● **Work request**:
Because the lines must stay identical, write out the data without changing anything.

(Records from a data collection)
---

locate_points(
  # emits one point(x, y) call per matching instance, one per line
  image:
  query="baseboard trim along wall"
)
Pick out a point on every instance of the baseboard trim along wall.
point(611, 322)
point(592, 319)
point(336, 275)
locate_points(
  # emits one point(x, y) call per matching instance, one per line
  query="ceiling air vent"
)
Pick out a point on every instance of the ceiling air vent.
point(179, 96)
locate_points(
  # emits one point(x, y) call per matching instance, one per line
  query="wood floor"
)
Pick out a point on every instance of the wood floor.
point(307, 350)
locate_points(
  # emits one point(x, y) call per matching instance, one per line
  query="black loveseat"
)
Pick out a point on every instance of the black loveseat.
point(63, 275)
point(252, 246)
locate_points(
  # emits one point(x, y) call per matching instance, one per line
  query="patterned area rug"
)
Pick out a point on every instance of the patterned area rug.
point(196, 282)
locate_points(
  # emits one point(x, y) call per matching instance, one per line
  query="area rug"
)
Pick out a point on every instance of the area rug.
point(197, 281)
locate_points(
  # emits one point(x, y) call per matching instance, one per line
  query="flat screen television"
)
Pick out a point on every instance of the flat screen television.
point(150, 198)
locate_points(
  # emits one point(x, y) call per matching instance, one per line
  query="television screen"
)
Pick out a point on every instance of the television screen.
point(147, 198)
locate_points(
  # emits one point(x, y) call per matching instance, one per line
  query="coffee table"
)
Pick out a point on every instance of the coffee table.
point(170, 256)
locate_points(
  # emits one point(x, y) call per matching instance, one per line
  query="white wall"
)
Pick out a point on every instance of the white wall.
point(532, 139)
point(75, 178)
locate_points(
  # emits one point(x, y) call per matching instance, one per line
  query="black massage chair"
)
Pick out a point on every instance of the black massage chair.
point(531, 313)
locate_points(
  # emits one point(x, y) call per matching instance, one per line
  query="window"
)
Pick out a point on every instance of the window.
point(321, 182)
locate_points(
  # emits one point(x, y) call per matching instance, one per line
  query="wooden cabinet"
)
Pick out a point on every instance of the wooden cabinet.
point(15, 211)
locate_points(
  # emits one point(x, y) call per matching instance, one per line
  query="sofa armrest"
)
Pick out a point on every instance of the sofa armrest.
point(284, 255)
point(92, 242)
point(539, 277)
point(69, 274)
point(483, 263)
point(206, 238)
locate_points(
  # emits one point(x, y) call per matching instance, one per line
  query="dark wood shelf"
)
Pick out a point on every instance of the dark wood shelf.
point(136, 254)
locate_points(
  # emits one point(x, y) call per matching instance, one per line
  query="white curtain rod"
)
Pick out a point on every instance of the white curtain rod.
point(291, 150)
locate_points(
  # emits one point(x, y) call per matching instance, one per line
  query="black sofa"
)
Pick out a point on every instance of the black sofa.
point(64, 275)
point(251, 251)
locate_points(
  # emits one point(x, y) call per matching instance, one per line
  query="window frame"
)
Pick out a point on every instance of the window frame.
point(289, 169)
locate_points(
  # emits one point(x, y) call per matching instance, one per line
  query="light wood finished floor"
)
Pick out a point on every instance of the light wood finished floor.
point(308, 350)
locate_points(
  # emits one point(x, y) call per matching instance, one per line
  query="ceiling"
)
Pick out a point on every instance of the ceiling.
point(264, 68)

---

● **Completed exercise**:
locate_points(
  # emits one point(x, y) call per matching instance, one per line
  image:
  query="baseboard trim along wall"
)
Pick out a point on every instance of the baseboard trim along wall.
point(611, 322)
point(592, 319)
point(336, 275)
locate_points(
  # emits one point(x, y) call per matching instance, one per line
  query="ceiling air vent"
)
Pick out a point on every instance of the ceiling air vent.
point(179, 96)
locate_points(
  # emits one point(x, y) call per matching instance, one per line
  query="wood floor"
)
Pick out a point on every instance of the wood floor.
point(307, 350)
locate_points(
  # emits one point(x, y) call per matching instance, one per line
  query="black loveseat"
)
Pick out a point on every instance of the black loveseat.
point(63, 275)
point(252, 246)
locate_points(
  # emits one point(x, y) call per matching instance, one per line
  query="patterned area rug"
)
Pick out a point on every instance of the patterned area rug.
point(196, 282)
locate_points(
  # emits one point(x, y) call per matching instance, one per line
  query="area rug"
)
Pick out a point on every instance of the area rug.
point(197, 281)
locate_points(
  # emits one point(x, y) call per matching instance, one per line
  query="flat screen television"
)
Pick out a point on every instance of the flat screen television.
point(150, 198)
locate_points(
  # emits one point(x, y) call per matching instance, one per line
  query="television screen"
)
Pick out a point on every instance of the television screen.
point(147, 198)
locate_points(
  # emits one point(x, y) call per matching instance, one per line
  query="coffee table"
)
Pick out a point on every instance of the coffee table.
point(170, 256)
locate_points(
  # emits one point(x, y) call per matching instance, one per line
  query="white wall"
)
Pick out a point on every instance of the white wall.
point(532, 139)
point(75, 178)
locate_points(
  # emits one point(x, y) call per matching instance, one per line
  query="black massage chair"
)
Pick out a point on every instance of the black massage chair.
point(531, 313)
locate_points(
  # emits one point(x, y) call per matching instance, one per line
  query="window"
)
Pick out a point on every instance of the window.
point(321, 182)
locate_points(
  # emits one point(x, y) call per matching instance, one per line
  query="wooden cabinet"
)
Pick out a point on every instance of the wooden cabinet.
point(15, 211)
locate_points(
  # emits one point(x, y) call per matching instance, one per line
  query="sofa armrest"
)
Pick out a point on every instance of the sofa armrest.
point(284, 255)
point(92, 242)
point(539, 277)
point(69, 274)
point(483, 263)
point(206, 238)
locate_points(
  # emits one point(x, y) call per matching instance, one per line
  query="dark wood shelf"
)
Pick out a point on every instance of the dark wood shelf.
point(136, 254)
locate_points(
  # emits one point(x, y) call per matching instance, one per line
  query="white curtain rod"
)
Pick out a point on every instance of the white curtain rod.
point(291, 150)
locate_points(
  # emits one point(x, y) call per matching instance, one per line
  query="black sofa"
)
Pick out a point on every instance of the black sofa.
point(64, 275)
point(251, 251)
locate_points(
  # emits one point(x, y) call per matching instance, one per line
  query="window frame"
)
Pick out a point on every instance of the window frame.
point(289, 169)
locate_points(
  # emits one point(x, y) call per matching instance, one per line
  query="light wood finished floor"
)
Pick out a point on every instance of the light wood finished floor.
point(308, 350)
locate_points(
  # emits one point(x, y) call per matching instance, one per line
  query="ceiling"
)
Pick out a point on every instance of the ceiling.
point(264, 68)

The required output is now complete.